WHAT TO WORK ON:
What follows are records. Restate all of them word for word.

-.-.-

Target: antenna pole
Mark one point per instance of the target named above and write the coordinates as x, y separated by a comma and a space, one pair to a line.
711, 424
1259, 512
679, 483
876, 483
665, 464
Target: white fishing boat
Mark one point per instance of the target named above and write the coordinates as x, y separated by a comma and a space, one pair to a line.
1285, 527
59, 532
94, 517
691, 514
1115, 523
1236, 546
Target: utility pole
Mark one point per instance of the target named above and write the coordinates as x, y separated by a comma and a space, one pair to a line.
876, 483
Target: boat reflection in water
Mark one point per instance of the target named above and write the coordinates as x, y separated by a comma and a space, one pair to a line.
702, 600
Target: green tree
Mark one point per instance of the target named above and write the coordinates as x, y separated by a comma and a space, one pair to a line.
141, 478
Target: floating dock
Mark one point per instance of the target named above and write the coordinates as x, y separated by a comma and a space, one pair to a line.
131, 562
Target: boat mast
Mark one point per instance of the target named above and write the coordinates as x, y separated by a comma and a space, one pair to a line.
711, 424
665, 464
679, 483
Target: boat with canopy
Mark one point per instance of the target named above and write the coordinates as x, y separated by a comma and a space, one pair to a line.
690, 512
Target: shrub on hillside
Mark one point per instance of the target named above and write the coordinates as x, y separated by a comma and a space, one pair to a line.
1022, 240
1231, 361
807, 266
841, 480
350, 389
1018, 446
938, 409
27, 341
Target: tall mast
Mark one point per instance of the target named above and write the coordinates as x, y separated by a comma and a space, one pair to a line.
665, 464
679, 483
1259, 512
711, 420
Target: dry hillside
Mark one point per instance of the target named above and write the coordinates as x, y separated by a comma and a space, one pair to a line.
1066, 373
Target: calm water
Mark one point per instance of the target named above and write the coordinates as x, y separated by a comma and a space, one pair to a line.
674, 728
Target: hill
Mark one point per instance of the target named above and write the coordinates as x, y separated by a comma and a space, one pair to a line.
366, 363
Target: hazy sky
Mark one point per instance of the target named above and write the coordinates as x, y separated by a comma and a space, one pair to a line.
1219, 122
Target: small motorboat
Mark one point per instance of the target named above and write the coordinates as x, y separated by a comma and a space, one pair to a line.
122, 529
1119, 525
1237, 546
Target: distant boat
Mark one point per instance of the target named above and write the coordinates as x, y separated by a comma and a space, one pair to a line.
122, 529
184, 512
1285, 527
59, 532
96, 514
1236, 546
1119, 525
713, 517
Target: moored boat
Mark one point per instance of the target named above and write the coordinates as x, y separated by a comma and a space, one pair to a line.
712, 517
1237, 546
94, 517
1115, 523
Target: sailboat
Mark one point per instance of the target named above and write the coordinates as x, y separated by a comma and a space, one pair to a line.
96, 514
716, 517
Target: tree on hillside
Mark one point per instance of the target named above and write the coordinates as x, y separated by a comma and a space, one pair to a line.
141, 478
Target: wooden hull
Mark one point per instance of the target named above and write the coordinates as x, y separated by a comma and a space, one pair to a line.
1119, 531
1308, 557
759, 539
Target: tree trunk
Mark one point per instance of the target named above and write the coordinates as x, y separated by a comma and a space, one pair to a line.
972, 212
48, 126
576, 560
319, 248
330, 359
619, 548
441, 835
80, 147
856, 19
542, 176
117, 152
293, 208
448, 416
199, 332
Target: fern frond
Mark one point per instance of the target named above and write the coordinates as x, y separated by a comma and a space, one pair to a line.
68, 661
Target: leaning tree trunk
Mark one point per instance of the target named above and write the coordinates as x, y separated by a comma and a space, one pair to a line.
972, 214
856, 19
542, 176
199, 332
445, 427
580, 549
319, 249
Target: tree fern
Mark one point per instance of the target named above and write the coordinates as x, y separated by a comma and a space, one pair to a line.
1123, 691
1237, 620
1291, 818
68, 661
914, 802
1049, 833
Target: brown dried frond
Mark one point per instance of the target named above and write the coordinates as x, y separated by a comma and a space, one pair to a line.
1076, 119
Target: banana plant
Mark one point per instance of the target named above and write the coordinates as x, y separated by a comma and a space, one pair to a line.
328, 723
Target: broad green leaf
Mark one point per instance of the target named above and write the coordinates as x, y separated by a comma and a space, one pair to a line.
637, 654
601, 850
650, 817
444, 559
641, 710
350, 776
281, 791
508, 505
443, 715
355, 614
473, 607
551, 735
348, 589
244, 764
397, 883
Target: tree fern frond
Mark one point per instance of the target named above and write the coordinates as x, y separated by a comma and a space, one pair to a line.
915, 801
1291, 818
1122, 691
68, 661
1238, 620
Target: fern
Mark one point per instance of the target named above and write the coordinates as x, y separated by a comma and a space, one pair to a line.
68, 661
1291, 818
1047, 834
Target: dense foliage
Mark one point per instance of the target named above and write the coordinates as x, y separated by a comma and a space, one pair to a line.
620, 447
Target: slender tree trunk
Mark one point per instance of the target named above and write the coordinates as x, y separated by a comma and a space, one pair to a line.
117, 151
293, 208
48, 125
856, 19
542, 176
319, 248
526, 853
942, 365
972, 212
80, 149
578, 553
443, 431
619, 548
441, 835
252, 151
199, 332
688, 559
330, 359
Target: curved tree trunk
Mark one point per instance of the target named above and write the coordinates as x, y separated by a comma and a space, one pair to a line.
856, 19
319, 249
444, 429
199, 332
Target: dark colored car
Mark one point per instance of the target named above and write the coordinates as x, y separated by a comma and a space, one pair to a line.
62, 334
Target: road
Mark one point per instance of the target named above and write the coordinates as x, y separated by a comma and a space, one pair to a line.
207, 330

-.-.-

OUTPUT OF THE TASK:
Target: antenna pole
Mark one point per instance of the target named above and write the coordinates as x, y separated by a comma and a space, one pair to a line.
711, 424
1259, 512
679, 483
876, 483
665, 464
Target: white fishing boat
Mark one point per instance of the target named above and write the coordinates as x, y separated by a comma and a space, one pair to a line.
1285, 527
59, 532
94, 517
691, 514
1115, 523
1236, 546
Target: utility pole
Mark one point per instance of the target named above and write the coordinates as x, y separated by a comma and a space, one pair to a line.
876, 483
Target: boat reflection in water
Mark one point per instance of the target named above and write the coordinates as x, y separated by a comma and a space, one pair to a line.
702, 600
Target: green tree
Mark one point per instance of the target named above and write the coordinates as x, y separated by a comma and a space, one pair to a line.
141, 478
Target: floating dock
Mark one point per instance of the target named above and write the coordinates as x, y separated by a comma and a space, one pair to a line.
131, 562
Target: boat mast
Mark one point per instance of the target named above and write the coordinates as x, y separated by a comma and a space, one pair to a line.
711, 424
665, 464
679, 483
Target: boat with canopy
Mark one point per instance of the target named above and write the coordinates as x, y separated by a comma and a space, one pair to a line.
690, 512
Target: shrub on hillside
Mark one point per instance of the target named above and write the coordinates as x, y separated by a comma and a space, one pair to a line.
1022, 240
1231, 361
807, 266
841, 480
350, 389
1018, 446
938, 409
27, 341
Target: tall mast
Mark one point per instance of the target named above and write the coordinates as x, y separated by a comma and a space, one pair to a line.
665, 464
679, 483
1259, 512
711, 420
Target: dry hillside
Mark one point per instance of the target named above and write the coordinates as x, y separated by a comma and a space, one pair to a line.
1066, 373
Target: calm water
Mark one point per instance of the target named above and write the coordinates as x, y separated by a comma and a space, one pair to a line.
674, 728
Target: hill
Mark one point per instance of the target named above and write the coordinates as x, y separated by a comma and a space, one pair to a line.
366, 363
Target: hazy sky
Mark one point per instance of the target named above and write the coordinates as x, y separated by a comma and a space, one pair to a line.
1219, 122
Target: small motorboat
Mark one point per instance of the target named above and write the coordinates as x, y separated by a comma and a space, one pair to a line.
122, 529
1119, 525
1237, 546
Target: distant boat
Mark one point per instance of the target named above and write the coordinates as x, y separated by a comma and a space, one pair to a line.
122, 529
184, 512
1285, 527
59, 532
96, 514
1236, 546
1119, 525
713, 517
Target: moored boat
Mark one point per instance of the target named above and write the coordinates as x, y separated by a comma and a space, one pair to a line.
712, 517
1237, 546
94, 517
1115, 523
Target: sailboat
Mark one point per instance of the target named above and write the coordinates as x, y separated by a comma and a space, one pair to a line.
96, 514
716, 517
Target: tree on hillside
Mark one point per instance of the target named above and write the coordinates as x, y separated by a comma and a space, one pair to a line.
141, 478
Target: wooden hull
Mark one point per instance of the target named above and write the coordinates as x, y separated by a comma and a space, one pair to a line.
1119, 531
1308, 557
759, 539
Target: tree trunk
Mark one point per instance of the target named above and write the coordinates as x, y separated by a comma and a space, one pair to a line.
972, 212
48, 126
576, 560
319, 248
330, 359
619, 548
441, 835
80, 147
856, 19
542, 176
117, 152
293, 208
448, 416
199, 332
Target: fern frond
Mark one point per instance of the target named above and write the coordinates as x, y separated by a comma and a space, one pair to a line.
68, 661
Target: leaning tree trunk
Mark one point per instance of the target named above and write the coordinates as x, y separated by a comma and a space, one pair to a line.
972, 214
856, 19
542, 176
199, 332
445, 427
580, 549
319, 249
Target: tree fern
Mark one point per instance of the target named above and write the coordinates as x, y separated by a comma and a space, one pair to a line.
1123, 691
1237, 620
1291, 818
68, 661
914, 802
1049, 833
Target: brown dried frond
Mark one point per instance of the target named above and write the coordinates as x, y separated by a comma and a space, one pair to a line.
1076, 119
Target: banana plant
Mark one point per instance of the target named above and write the coordinates as x, y separated by a comma and a space, one pair to a line.
328, 723
Target: broad green leaf
Mark one point per instance of the target named above and write the coordinates as x, y separated by a comma and a space, one pair to a line.
637, 654
601, 850
650, 817
444, 559
641, 710
350, 776
281, 791
508, 505
443, 715
355, 614
473, 607
551, 735
348, 589
244, 764
397, 883
Target: tree fern frond
Mark one point per instance of the target named above and write the coordinates as x, y separated by a comma and a space, one pair to a line.
915, 801
1291, 818
1122, 691
68, 661
1238, 620
Target: fern
Mark one point per instance of the target named above and write the coordinates as x, y separated by a comma and a space, one pair to a line.
68, 661
1291, 818
1047, 834
Target: dense foliage
Mark one point per instance of the target named above and write the coordinates as x, y separated by a comma and a space, one pair to a line.
620, 447
Target: slender tree trunk
Mark one point per instance of the target named above and write the coordinates as x, y separated by a comma and a space, one pair to a line.
117, 151
293, 208
48, 125
856, 19
542, 176
319, 248
526, 853
942, 365
972, 212
80, 149
578, 553
443, 431
619, 548
441, 835
252, 151
199, 332
688, 559
330, 359
Target: curved tree trunk
Mark one point per instance of the target named above and write the coordinates as x, y separated by a comma and a space, one pair to a line.
856, 19
319, 249
444, 429
199, 332
Target: dark colored car
Mark one point per instance of the target named above and write the coordinates as x, y separated by a comma and a space, one pair to a line.
62, 334
Target: road
Mark one point per instance of the target named above and write the coordinates as x, y separated by a comma and a space, one pair to a line.
207, 330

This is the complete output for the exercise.